El Corazon advised Plaintiff that its obligations under the Assignment terminated consonant with the Lease's December 31, 2020, expiration. Compl. ¶ 33. Meanwhile, El Corazon entered into a new lease or rental agreement concerning the Property with Hucksters Row Properties. Compl. ¶ 32. El Corazon did not pay Plaintiff the amount contemplated by the parties' agreement and by the Assignment. Compl. ¶ 33.

MOTION FOR JUDGMENT ON THE PLEADINGS STANDARD

A motion for judgment on the pleadings under Maine Rule of Civil Procedure 12(c) tests the legal sufficiency of the complaint. Cunningham v. Haza, 538 A.2d 265, 267 (Me. 1988). When the defendant is the moving party, the motion is treated as "nothing more than a motion under M.R. Civ. P. 12(b)(6) to dismiss the complaint for failure to state a claim upon which relief can be granted." Wawenock, LLC v. Dep't of Transp., 2018 ME 83, ¶ 4, 187 A.3d 609 (citation omitted). Hence, when reviewing the complaint, the court assumes the factual allegations are true, examines the complaint in the light most favorable to the plaintiff, and ascertains whether the complaint alleges the elements of a cause of action or facts entitling the plaintiff to relief on some legal theory. Id. (citation omitted).

Generally, a court may consider only the pleadings on a motion to dismiss. Est. of Robbins v. Chebeague & Cumberland Land Tr., 2017 ME 17, ¶2n.2, 154 A.3d 1185 (citing Moody v. State Liquor & Lottery Comm 'n, 2004 ME 20, ¶¶ 8-9, 843 A.2d 43). However, documents central to the plaintiffs complaint and the documents referred to therein may also be considered in a ruling on a motion to dismiss "without converting [the] motion . . . into a motion for summary judgment when the authenticity of such documents is not challenged." Id. (citing Moody, 2004 ME 20, ¶ 10, 843 A.2d 43); Insurcomm, Inc. v. Otis, No. CV-20-213, 2021 Me. Super. LEXIS 8, at *2-5 (May 3, 2021) (applying the Moody exception in the context of a party's motion for judgment on the pleadings under M.R. Civ. P. 12(c)).

DISCUSSION

Plaintiff's breach of contract claim alleges that, notwithstanding its performance under the parties' agreement and related Assignment, (a) El Corazon ceased making payments as required under the parties' agreement and the Assignment, and (b) that El Corazon terminated the Lease, without Plaintiff's written consent and in bad-faith, by allowing it to expire. Compl. ¶¶ 35-42. Plaintiff's claims for promissory estoppel and unjust enrichment are pled in the alternative to its breach of contract claim. Compl. ¶¶ 43-49, 56-60. Plaintiff also claims breach of guaranty by Defendant Urtuzuastegui. Compl. ¶¶ 50-55.

| PROVIDED DATA |
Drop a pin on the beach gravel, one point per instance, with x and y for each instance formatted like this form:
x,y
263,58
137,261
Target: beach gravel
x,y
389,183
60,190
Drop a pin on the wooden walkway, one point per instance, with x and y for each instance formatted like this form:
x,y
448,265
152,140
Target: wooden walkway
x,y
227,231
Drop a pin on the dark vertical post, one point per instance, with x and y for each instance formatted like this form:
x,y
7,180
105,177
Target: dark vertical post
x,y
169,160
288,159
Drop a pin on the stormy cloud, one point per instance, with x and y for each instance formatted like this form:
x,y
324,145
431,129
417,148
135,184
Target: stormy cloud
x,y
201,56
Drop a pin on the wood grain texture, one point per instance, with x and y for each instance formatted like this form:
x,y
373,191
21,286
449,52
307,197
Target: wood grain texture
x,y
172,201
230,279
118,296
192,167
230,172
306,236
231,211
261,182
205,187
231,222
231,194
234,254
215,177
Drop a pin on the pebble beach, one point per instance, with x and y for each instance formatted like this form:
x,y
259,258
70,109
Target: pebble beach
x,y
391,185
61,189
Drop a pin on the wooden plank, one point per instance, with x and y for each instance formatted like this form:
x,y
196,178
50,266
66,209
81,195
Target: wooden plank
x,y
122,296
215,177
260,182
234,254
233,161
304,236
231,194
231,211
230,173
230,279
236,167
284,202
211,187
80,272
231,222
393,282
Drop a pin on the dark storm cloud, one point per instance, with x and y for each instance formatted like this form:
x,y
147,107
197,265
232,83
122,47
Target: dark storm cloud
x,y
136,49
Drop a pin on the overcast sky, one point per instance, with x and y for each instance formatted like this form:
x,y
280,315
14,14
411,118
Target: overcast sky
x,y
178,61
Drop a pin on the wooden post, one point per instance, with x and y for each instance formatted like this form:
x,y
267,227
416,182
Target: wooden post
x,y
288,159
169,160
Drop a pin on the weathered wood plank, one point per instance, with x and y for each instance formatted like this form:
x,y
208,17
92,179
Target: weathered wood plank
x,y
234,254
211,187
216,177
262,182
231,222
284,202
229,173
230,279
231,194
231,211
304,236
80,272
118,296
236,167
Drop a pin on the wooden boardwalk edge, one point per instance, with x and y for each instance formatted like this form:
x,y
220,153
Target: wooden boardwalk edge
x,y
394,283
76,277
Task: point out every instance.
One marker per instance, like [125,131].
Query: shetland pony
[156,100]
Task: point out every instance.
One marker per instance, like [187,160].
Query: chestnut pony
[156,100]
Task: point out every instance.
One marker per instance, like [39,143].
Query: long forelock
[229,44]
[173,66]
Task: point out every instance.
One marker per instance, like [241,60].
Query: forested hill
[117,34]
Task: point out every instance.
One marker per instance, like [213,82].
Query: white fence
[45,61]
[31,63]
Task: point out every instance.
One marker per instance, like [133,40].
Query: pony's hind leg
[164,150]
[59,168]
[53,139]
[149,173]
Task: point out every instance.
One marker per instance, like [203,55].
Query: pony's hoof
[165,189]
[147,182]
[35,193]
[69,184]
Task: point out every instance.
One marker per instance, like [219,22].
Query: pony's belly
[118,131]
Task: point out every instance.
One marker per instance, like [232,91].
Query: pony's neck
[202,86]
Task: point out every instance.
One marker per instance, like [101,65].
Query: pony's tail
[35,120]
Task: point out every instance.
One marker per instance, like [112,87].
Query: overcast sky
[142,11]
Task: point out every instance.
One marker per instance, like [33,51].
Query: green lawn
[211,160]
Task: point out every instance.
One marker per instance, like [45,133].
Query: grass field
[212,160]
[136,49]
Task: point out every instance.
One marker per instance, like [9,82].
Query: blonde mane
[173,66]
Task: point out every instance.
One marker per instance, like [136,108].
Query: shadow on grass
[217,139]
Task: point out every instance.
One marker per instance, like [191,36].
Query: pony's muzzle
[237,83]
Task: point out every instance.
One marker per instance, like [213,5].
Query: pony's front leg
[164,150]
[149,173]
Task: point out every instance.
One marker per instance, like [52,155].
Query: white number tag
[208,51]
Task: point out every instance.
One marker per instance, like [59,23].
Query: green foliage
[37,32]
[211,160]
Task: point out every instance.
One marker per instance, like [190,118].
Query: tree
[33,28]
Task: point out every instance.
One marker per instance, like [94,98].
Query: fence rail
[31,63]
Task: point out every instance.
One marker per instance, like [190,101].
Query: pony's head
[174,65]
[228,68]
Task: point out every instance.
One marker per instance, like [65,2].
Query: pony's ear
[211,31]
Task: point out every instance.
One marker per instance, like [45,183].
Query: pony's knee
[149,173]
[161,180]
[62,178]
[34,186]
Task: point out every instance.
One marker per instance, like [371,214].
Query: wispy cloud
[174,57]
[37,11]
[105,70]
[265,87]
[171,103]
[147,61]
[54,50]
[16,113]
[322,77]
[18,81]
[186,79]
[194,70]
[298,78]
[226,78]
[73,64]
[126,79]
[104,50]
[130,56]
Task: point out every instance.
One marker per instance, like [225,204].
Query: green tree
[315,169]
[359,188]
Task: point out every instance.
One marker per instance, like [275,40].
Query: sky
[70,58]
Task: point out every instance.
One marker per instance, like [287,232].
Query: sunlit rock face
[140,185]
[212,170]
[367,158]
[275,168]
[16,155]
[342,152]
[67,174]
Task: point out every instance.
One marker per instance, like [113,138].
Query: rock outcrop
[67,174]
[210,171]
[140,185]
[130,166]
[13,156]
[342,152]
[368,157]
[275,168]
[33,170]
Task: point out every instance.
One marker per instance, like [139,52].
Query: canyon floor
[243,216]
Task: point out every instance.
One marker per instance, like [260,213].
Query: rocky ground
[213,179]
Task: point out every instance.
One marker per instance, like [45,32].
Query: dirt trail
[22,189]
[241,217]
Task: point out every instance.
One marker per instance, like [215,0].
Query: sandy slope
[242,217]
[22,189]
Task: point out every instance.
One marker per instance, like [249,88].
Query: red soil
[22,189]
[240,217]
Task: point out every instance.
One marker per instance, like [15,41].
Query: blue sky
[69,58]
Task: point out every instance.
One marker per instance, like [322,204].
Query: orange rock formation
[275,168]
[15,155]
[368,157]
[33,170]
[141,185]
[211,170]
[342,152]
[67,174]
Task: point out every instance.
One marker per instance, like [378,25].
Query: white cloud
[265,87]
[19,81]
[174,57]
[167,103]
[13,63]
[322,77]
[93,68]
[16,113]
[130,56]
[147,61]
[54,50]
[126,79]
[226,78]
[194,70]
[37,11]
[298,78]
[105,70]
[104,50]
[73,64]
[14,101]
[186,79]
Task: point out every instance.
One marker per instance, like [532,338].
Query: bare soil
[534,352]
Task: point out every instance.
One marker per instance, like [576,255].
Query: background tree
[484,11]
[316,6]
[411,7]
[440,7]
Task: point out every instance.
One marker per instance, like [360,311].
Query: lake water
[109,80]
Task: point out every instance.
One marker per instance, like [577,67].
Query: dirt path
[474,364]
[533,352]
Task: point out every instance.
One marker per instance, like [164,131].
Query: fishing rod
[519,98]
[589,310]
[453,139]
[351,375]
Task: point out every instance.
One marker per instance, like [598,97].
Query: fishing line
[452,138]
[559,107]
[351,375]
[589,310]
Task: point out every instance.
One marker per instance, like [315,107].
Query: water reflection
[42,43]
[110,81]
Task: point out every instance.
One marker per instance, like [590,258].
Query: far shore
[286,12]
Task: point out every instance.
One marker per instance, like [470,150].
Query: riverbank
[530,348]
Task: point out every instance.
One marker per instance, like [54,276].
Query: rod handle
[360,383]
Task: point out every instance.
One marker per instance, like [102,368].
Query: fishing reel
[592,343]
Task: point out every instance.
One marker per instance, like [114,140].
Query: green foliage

| EXERCISE TASK A |
Summarize the court excerpt in three sentences.
| EXERCISE TASK B |
Reproduce the passage of the court excerpt starting with "Generally, a court" and going on through "Civ. P. 12(c)).".

| EXERCISE RESPONSE A |
El Corazon told Plaintiff that its obligations under the Assignment ended when the Lease expired on December 31, 2020. It entered a new lease or rental agreement for the Property with Hucksters Row Properties and did not pay Plaintiff the amount the parties' agreement and the Assignment contemplated. When a defendant moves for judgment on the pleadings under Maine Rule 12(c), the court treats the motion like a Rule 12(b)(6) motion, accepting the complaint's allegations as true, while Plaintiff claims breach of contract, alternatively promissory estoppel and unjust enrichment, and breach of guaranty by Defendant Urtuzuastegui.

| EXERCISE RESPONSE B |
Generally, a court may consider only the pleadings on a motion to dismiss. Est. of Robbins v. Chebeague & Cumberland Land Tr., 2017 ME 17, ¶2n.2, 154 A.3d 1185 (citing Moody v. State Liquor & Lottery Comm 'n, 2004 ME 20, ¶¶ 8-9, 843 A.2d 43). However, documents central to the plaintiffs complaint and the documents referred to therein may also be considered in a ruling on a motion to dismiss "without converting [the] motion . . . into a motion for summary judgment when the authenticity of such documents is not challenged." Id. (citing Moody, 2004 ME 20, ¶ 10, 843 A.2d 43); Insurcomm, Inc. v. Otis, No. CV-20-213, 2021 Me. Super. LEXIS 8, at *2-5 (May 3, 2021) (applying the Moody exception in the context of a party's motion for judgment on the pleadings under M.R. Civ. P. 12(c)).